*Stated goal*
Skip the pictures and repeat each line of the data exactly.

++++ Source records

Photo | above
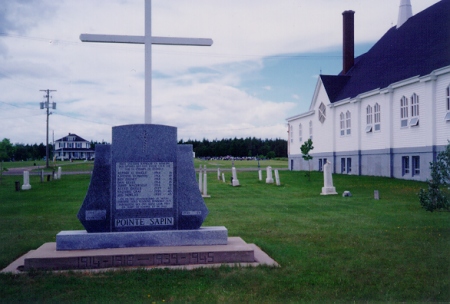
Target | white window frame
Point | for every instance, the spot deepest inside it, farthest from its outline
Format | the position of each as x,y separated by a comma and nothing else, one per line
415,170
405,166
404,112
300,133
369,119
447,116
414,110
291,133
322,112
342,123
377,117
348,123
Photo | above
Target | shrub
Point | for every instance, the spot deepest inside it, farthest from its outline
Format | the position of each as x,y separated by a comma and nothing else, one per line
437,196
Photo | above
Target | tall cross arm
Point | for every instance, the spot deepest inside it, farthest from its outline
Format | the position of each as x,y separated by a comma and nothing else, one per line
141,40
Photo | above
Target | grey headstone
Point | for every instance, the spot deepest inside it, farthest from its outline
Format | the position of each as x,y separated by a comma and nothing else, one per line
376,194
143,181
346,193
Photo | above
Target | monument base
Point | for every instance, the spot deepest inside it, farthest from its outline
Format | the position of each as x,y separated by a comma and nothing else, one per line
328,191
81,240
236,252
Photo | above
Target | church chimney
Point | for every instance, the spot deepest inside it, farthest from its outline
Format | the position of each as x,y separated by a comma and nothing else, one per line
404,13
348,41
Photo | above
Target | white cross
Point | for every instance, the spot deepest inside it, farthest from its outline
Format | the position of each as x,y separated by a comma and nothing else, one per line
148,40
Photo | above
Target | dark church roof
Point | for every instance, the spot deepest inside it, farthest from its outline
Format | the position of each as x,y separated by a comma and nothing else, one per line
420,46
71,135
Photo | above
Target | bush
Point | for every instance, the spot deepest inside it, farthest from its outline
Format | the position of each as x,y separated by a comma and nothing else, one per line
437,196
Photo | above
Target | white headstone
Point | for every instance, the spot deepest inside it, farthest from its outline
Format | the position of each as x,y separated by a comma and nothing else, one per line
277,177
376,194
269,178
235,180
205,184
26,180
200,181
147,40
328,187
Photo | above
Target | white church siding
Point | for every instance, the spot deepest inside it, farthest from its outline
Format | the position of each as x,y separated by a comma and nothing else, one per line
408,61
442,125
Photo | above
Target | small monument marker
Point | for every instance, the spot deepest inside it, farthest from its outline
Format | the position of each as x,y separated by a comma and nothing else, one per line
26,180
269,178
277,177
235,182
328,188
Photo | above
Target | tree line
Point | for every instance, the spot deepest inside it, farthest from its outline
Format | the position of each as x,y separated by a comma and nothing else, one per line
236,147
239,147
17,152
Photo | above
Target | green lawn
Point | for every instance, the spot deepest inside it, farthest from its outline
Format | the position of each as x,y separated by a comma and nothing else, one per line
330,248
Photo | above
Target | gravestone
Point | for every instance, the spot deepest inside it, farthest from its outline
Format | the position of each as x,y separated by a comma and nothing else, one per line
235,182
144,181
376,194
328,188
277,177
269,178
200,179
205,184
26,180
143,192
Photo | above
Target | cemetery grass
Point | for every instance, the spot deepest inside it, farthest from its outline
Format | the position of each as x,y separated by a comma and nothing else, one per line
330,248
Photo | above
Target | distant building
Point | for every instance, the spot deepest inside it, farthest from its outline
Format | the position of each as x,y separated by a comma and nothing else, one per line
73,146
388,112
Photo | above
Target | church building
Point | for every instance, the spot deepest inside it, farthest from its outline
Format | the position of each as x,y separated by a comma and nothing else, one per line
388,112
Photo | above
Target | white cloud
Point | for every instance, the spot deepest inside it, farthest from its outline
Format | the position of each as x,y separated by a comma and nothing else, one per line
197,89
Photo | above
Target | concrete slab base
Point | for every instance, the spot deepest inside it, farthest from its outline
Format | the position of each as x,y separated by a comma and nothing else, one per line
236,252
81,240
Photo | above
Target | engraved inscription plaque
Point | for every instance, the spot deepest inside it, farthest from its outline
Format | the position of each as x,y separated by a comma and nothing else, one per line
144,185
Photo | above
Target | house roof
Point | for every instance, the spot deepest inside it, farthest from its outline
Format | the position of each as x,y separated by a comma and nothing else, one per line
66,138
420,46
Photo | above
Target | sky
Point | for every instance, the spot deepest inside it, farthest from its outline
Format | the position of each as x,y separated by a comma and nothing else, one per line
261,69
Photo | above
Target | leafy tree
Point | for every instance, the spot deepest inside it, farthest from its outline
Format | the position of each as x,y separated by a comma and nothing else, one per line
437,196
306,148
6,150
271,155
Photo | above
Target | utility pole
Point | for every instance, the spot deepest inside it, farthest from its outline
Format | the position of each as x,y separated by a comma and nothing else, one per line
46,105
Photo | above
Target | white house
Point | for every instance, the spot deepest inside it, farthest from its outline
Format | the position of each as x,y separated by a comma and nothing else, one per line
388,112
73,146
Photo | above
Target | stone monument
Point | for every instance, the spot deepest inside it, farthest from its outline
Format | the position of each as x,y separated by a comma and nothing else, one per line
269,178
328,187
143,194
26,180
144,181
235,182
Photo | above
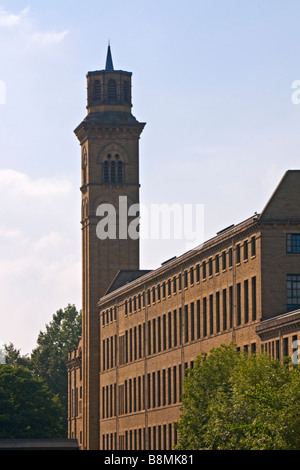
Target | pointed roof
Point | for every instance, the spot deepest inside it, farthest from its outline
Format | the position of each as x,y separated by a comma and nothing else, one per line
109,63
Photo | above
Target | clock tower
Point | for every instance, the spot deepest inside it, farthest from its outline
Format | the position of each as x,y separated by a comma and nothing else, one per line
109,139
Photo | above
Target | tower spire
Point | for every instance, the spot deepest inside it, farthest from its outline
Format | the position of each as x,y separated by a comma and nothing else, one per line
109,62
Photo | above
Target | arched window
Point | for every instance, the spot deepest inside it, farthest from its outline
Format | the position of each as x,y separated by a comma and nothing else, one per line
126,96
113,172
120,172
113,169
112,90
97,90
106,172
84,163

++++++++

*Solution below*
Photo | above
Target | white window frame
Point | for every instance, the spot deepest inside it, farthest from its outline
Format | the position of each as x,y separated by a comma and nothing else, one per line
415,170
405,166
404,112
300,133
369,119
447,116
414,110
291,133
322,112
342,123
377,117
348,123
Photo | above
Target | shrub
Point | for every instance, the spot deepest inside it, farthest from its outline
Format | the position of each as x,y separated by a comma and nothing else, one per line
437,196
Photo | above
Target | tall cross arm
Point | for every instance, the spot deepest inside it, farthest from its outline
Format | the position of each as x,y separated by a comma and nothing else, one per line
141,40
Photo | above
Target | grey headstone
Point | for every instance, the spot deepest inside it, farthest from its outline
Format | the position of each as x,y separated by a comma and nothing else, one per line
376,194
143,181
346,193
Photo | above
Target | monument base
Point | for every instance, the spot deepest inside it, farthest from its outline
Format | the position of each as x,y separated by a comma and nothing else, one per line
328,191
81,240
236,252
Photo | above
Target | church chimney
Point | for every instance, the spot deepest inside it, farthest from its outline
Format | the position of each as x,y separated by a comma and nothing else, one per line
404,13
348,41
Photo | above
Target | white cross
Point | for every instance, the spot deepest inside it, farthest from its outline
Format | the position of each as x,y separated by a comma and nothing else, one per line
148,40
Photo | above
Target | dark church roof
Point | for every instance, the spot deepest inside it, farthest from its outline
Format | the position of each as x,y separated by a comma and nothing else, one per line
420,46
71,135
Photo | above
Target | bush
Point | for every instance, the spot deepest inside it, farthest from its outline
Format | the position of each as x,y separated by a comma and nothing else, one per line
437,196
Photo | above
Target | white headstone
Point | for every instance, the spot deepest inside it, farthest from its outline
Format | the position of each as x,y separated by a comma and nothing else, one per line
277,177
376,194
269,178
235,180
205,184
26,180
200,181
147,40
328,187
Photo | above
Target | white church siding
Point | for every instance, the spot deepest inside it, farthest from its outline
Format | the position of each as x,y separated by a comma and nothing else, one per line
408,61
442,125
Photo | above
Target | small monument marker
Point | for every instance, the spot deepest inside it, farthest from its outline
Format | the position of each as x,y separated by a comma and nothing else, one per line
26,180
269,178
277,177
235,182
328,188
Photo | above
Target | tree line
Point | for every instance, the spot deepest inside it, farthest from its outline
Format | the position of each as x,y separated by a comma and nothing else, one per line
236,147
239,147
17,152
Photo | above
Target | green lawn
Point | for every instance, the spot deepest inside it, farthest from its outline
Format | the position of each as x,y separated by a comma and nothing else, one per line
330,248
Photo | above
Target | gravestone
Point | for every instance, the spot deepest inside it, farthest from its outline
Format | the position of each as x,y separated by a comma and nothing else, one per line
235,182
144,181
376,194
328,188
277,177
269,178
200,179
205,184
26,180
143,192
Photo | above
Target | cemetery grass
Point | for every instance, the spot deepest inside it, farthest from its outline
Format | the position of each as x,y separated by a comma and nothing else, one per line
330,248
Photo | above
Target | distant building
Point | for every instance, the spot deepest inside it, farthest from its outline
Format | the position of each as x,y separated by a comma and nothing else, one per line
73,146
388,112
Photo | above
Target | church building
Point | for every instance, the spot deepest inside it, farthest from its outline
Format | the position of each as x,y separated by a comma and nothing else, one per line
388,112
Photo | above
Target | white cloud
Point | for every instance, the spot deepest inside it, farthest from its outline
Format | the position of each as x,y separated by a comma and nothing else, one per line
197,89
Photo | above
Target | concrete slab base
Point | for every instance, the spot deepest inside it, farthest from its outline
Format | the position of each as x,y separated by a comma and nothing else, one per line
236,252
81,240
Photo | above
Target | engraved inscription plaque
Point | for every instance, the spot deepest inside it, farthest from its outline
Format | the position of each as x,y separated by a comma and nothing else, one per line
144,185
Photo | above
Target | house roof
Point | for every instance, the spot deepest inside it, farthest from its outline
Format | the position of each as x,y separated by a comma and nothing else, one per line
66,138
420,46
Photo | above
Target | sky
Point | for every instance, the spot deepest inside it, farthest from its outline
Format | the position of each as x,y separated by a comma and nothing else, one per line
261,69
Photo | above
Target | leafy tree
Point | for every instance, the spot deepest inside it, farthest from its outline
Format | the position of each as x,y separated by a comma and nothing else, one per line
437,196
306,148
6,150
271,155
Photo | above
Target | utility pole
Point | for every instance, the spot deepest inside it, farthest from its outline
Format | the position of each as x,y separated by a comma and nothing else, one per line
46,105
Photo | above
Target | white house
Point | for every instance, the spot deepest inside it, farthest from its outline
Format | the position of each as x,y separated by a comma and nothing else, one per line
388,112
73,146
Photo | above
Target | stone monument
Point | for every instance, the spot deepest inside it, farthest from its outline
Format | the position of each as x,y separated by a comma and nothing else, one per line
269,178
328,187
143,194
26,180
144,181
235,182
Photo | above
Target | pointed roof
Point | for every instance, the spot deepest inside it, farthest from its outline
Format | the position of each as x,y separated by a comma and nothing else, one per line
109,63
Photo | above
Target | clock tower
Point | for every instance, the spot deepest inside it, farthest from its outline
Format | the position of each as x,y separated by a comma and nothing else, one per line
109,139
Photo | above
Target | tower spire
Point | for every instance, the spot deepest inside it, farthest from its outline
Format | the position of each as x,y separated by a comma and nothing else, one per line
109,62
Photo | above
Target | arched window
Point | for every instance, the spot deepest inside it, farthest from its outline
Format | the position of each as x,y separated by a comma and nothing else, one per line
126,96
113,172
120,172
113,169
112,90
97,90
106,172
84,163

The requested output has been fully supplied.